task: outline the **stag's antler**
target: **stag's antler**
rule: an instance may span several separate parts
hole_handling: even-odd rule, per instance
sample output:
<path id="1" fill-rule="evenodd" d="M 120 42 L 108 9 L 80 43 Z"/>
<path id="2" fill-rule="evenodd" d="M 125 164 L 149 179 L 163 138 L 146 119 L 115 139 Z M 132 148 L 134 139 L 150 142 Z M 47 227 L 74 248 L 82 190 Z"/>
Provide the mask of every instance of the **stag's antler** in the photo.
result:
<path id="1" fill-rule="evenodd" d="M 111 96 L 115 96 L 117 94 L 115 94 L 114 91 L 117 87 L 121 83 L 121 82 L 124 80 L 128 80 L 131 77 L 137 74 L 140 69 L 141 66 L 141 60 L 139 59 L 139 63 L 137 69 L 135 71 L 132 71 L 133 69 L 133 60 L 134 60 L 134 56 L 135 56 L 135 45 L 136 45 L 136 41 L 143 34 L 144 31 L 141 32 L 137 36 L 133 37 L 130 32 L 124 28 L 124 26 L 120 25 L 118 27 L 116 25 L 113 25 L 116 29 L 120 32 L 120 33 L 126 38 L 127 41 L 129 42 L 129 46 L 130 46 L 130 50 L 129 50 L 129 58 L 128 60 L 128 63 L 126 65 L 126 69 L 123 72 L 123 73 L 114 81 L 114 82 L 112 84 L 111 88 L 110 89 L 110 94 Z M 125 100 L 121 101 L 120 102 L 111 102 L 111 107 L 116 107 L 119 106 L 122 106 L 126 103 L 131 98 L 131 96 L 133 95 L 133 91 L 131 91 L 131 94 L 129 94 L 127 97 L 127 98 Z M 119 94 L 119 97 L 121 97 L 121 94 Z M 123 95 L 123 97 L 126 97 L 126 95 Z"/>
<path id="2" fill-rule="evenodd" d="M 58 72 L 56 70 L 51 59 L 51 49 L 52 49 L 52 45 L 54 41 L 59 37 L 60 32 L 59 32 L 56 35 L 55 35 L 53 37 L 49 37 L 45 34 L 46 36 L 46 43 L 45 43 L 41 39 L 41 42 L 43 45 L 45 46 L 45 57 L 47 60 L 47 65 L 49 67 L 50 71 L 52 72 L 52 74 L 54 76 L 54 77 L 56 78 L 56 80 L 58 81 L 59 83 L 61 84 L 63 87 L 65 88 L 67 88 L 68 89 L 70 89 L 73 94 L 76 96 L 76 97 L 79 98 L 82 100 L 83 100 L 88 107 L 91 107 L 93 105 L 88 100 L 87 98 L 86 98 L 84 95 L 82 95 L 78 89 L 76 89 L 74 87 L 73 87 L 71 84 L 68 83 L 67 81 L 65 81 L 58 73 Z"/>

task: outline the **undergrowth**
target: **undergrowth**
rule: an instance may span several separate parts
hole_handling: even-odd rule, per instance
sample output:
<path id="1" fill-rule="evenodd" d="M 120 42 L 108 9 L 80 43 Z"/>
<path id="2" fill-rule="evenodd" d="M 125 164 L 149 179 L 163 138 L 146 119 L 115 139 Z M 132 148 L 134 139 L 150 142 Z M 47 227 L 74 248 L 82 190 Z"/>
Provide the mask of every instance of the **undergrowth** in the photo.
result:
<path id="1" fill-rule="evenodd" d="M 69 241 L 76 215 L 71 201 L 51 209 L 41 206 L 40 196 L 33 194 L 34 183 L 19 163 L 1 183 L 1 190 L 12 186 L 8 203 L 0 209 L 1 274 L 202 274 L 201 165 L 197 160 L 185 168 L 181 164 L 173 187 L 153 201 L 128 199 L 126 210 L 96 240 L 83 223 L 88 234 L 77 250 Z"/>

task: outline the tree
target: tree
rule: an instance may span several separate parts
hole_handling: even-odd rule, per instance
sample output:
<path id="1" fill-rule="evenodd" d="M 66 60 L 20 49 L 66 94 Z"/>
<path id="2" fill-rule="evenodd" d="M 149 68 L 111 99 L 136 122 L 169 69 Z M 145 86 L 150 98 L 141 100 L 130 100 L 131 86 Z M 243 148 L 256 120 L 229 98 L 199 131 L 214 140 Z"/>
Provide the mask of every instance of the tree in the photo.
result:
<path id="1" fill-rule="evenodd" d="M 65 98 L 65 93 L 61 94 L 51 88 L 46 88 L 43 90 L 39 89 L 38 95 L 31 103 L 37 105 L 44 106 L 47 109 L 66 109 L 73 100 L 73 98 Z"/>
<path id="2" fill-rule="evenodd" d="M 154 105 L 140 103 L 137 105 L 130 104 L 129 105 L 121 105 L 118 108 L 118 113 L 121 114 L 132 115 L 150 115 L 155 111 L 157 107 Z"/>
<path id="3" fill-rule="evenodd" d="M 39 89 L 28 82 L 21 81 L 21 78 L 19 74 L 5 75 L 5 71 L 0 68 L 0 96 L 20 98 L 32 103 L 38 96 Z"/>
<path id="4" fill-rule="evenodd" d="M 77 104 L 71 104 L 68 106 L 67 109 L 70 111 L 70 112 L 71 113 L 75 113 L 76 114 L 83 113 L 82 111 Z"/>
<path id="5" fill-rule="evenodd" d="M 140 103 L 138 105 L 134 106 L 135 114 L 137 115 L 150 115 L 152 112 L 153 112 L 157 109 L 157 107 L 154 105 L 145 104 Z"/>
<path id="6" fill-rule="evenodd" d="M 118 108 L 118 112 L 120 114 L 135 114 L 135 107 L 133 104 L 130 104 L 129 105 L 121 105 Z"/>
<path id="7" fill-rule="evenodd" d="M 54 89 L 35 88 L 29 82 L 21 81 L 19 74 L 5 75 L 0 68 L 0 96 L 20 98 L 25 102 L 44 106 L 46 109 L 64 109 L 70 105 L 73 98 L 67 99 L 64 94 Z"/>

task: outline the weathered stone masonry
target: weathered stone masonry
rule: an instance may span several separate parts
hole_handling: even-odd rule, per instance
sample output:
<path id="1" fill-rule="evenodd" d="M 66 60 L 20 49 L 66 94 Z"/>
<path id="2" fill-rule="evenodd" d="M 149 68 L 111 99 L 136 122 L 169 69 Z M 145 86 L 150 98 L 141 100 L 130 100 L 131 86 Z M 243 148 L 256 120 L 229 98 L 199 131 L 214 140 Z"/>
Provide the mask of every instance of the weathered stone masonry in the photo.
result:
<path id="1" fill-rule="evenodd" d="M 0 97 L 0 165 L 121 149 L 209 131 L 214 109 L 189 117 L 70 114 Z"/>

- **YOUR GOAL**
Can you rewrite the records above as a two-column CSV with columns named "request" and "answer", one row per record, where each field is quoted and any line breaks are replaced by spaces?

- **ANSWER TO THIS EXERCISE**
request,answer
"task: outline the **stag's antler** target: **stag's antler** rule: an instance may span several separate parts hole_handling: even-odd rule, per instance sample output: <path id=""1"" fill-rule=""evenodd"" d=""M 120 42 L 108 9 L 80 43 Z""/> <path id=""2"" fill-rule=""evenodd"" d=""M 125 164 L 149 179 L 163 138 L 146 119 L 115 139 Z M 132 148 L 134 139 L 150 142 Z M 47 227 L 74 248 L 82 190 Z""/> Provide the mask of every instance of the **stag's antler** in the photo. result:","<path id=""1"" fill-rule=""evenodd"" d=""M 111 96 L 115 96 L 117 94 L 115 94 L 114 91 L 117 87 L 121 83 L 121 82 L 124 80 L 128 80 L 131 77 L 137 74 L 140 69 L 141 66 L 141 60 L 139 59 L 139 63 L 137 69 L 135 71 L 132 71 L 133 69 L 133 60 L 134 60 L 134 56 L 135 56 L 135 45 L 136 45 L 136 41 L 143 34 L 144 31 L 141 32 L 137 36 L 133 37 L 130 32 L 124 28 L 124 26 L 120 25 L 118 27 L 116 25 L 113 25 L 116 29 L 120 32 L 120 33 L 126 38 L 127 41 L 129 42 L 129 46 L 130 46 L 130 50 L 129 50 L 129 58 L 128 60 L 128 63 L 126 65 L 126 69 L 123 72 L 123 73 L 114 81 L 114 82 L 112 84 L 111 88 L 110 89 L 110 94 Z M 125 100 L 121 101 L 120 102 L 111 102 L 111 107 L 116 107 L 119 106 L 122 106 L 126 103 L 131 98 L 131 96 L 133 95 L 133 91 L 131 91 L 131 94 L 129 94 L 127 97 L 127 98 Z M 119 94 L 119 97 L 121 97 L 121 94 Z M 123 95 L 123 97 L 126 97 L 126 95 Z""/> <path id=""2"" fill-rule=""evenodd"" d=""M 58 72 L 56 70 L 51 59 L 51 49 L 52 49 L 52 45 L 54 41 L 59 37 L 60 32 L 59 32 L 56 35 L 55 35 L 53 37 L 49 37 L 45 34 L 46 36 L 46 43 L 45 43 L 41 39 L 41 42 L 43 45 L 45 46 L 45 57 L 47 60 L 47 65 L 49 67 L 50 71 L 52 72 L 52 74 L 54 76 L 54 77 L 56 78 L 56 80 L 58 81 L 59 83 L 61 84 L 63 87 L 65 88 L 67 88 L 68 89 L 70 89 L 73 94 L 76 96 L 76 97 L 79 98 L 82 100 L 83 100 L 88 107 L 91 107 L 93 105 L 88 100 L 87 98 L 86 98 L 84 95 L 82 95 L 78 89 L 76 89 L 74 87 L 73 87 L 71 84 L 68 83 L 67 81 L 65 81 L 58 73 Z""/>"
"task: outline the **undergrowth** target: **undergrowth** rule: an instance may span several separate parts hole_handling: even-odd rule, per instance sample output: <path id=""1"" fill-rule=""evenodd"" d=""M 120 42 L 108 9 L 80 43 Z""/> <path id=""2"" fill-rule=""evenodd"" d=""M 125 164 L 149 179 L 163 138 L 146 119 L 115 139 Z M 132 148 L 134 139 L 150 142 Z M 47 227 L 74 248 L 82 190 Z""/> Provide the mask of every instance of the **undergrowth** in the photo. result:","<path id=""1"" fill-rule=""evenodd"" d=""M 69 241 L 76 215 L 71 201 L 51 209 L 41 206 L 40 196 L 33 194 L 34 183 L 19 163 L 1 183 L 1 190 L 12 186 L 8 203 L 0 209 L 1 274 L 202 274 L 201 165 L 197 160 L 185 168 L 181 164 L 173 187 L 153 201 L 128 199 L 126 210 L 96 240 L 83 223 L 88 234 L 77 250 Z""/>"
"task: outline the tree target: tree rule: an instance may span several separate parts hole_handling: even-odd rule, per instance sample output: <path id=""1"" fill-rule=""evenodd"" d=""M 66 60 L 20 49 L 66 94 Z""/> <path id=""2"" fill-rule=""evenodd"" d=""M 149 68 L 111 99 L 136 122 L 169 69 Z M 145 86 L 150 98 L 141 100 L 130 100 L 131 86 Z M 243 148 L 256 120 L 229 98 L 199 131 L 214 140 Z""/> Provide the mask of every instance of the tree in the photo. result:","<path id=""1"" fill-rule=""evenodd"" d=""M 65 98 L 65 93 L 61 94 L 51 88 L 46 88 L 43 90 L 39 89 L 38 95 L 31 103 L 37 105 L 44 106 L 47 109 L 66 109 L 73 100 L 73 98 Z""/> <path id=""2"" fill-rule=""evenodd"" d=""M 154 105 L 140 103 L 137 105 L 130 104 L 129 105 L 121 105 L 118 108 L 118 113 L 121 114 L 132 115 L 150 115 L 155 111 L 157 107 Z""/> <path id=""3"" fill-rule=""evenodd"" d=""M 39 89 L 28 82 L 21 81 L 21 78 L 19 74 L 5 75 L 5 71 L 0 68 L 0 96 L 20 98 L 32 103 L 38 96 Z""/> <path id=""4"" fill-rule=""evenodd"" d=""M 77 104 L 71 104 L 68 106 L 67 109 L 70 111 L 70 112 L 71 113 L 75 113 L 76 114 L 83 113 L 82 111 Z""/> <path id=""5"" fill-rule=""evenodd"" d=""M 140 103 L 138 105 L 134 106 L 135 114 L 137 115 L 150 115 L 152 112 L 153 112 L 157 109 L 157 107 L 154 105 L 145 104 Z""/> <path id=""6"" fill-rule=""evenodd"" d=""M 118 108 L 118 112 L 120 114 L 135 114 L 135 107 L 133 104 L 130 104 L 129 105 L 121 105 Z""/> <path id=""7"" fill-rule=""evenodd"" d=""M 54 89 L 35 88 L 29 82 L 21 81 L 19 74 L 5 75 L 0 68 L 0 96 L 20 98 L 25 102 L 44 106 L 46 109 L 64 109 L 70 105 L 73 98 L 67 99 L 64 94 Z""/>"
"task: outline the weathered stone masonry target: weathered stone masonry rule: an instance may span several separate parts hole_handling: even-odd rule, per instance sample output: <path id=""1"" fill-rule=""evenodd"" d=""M 66 60 L 20 49 L 66 94 Z""/> <path id=""2"" fill-rule=""evenodd"" d=""M 149 68 L 111 99 L 136 122 L 169 69 Z M 145 86 L 150 98 L 141 100 L 130 100 L 131 86 Z M 243 148 L 256 120 L 229 98 L 199 131 L 214 140 Z""/> Provide the mask of every instance of the weathered stone masonry in the photo. result:","<path id=""1"" fill-rule=""evenodd"" d=""M 0 97 L 0 165 L 121 149 L 209 131 L 214 109 L 189 117 L 70 114 Z""/>"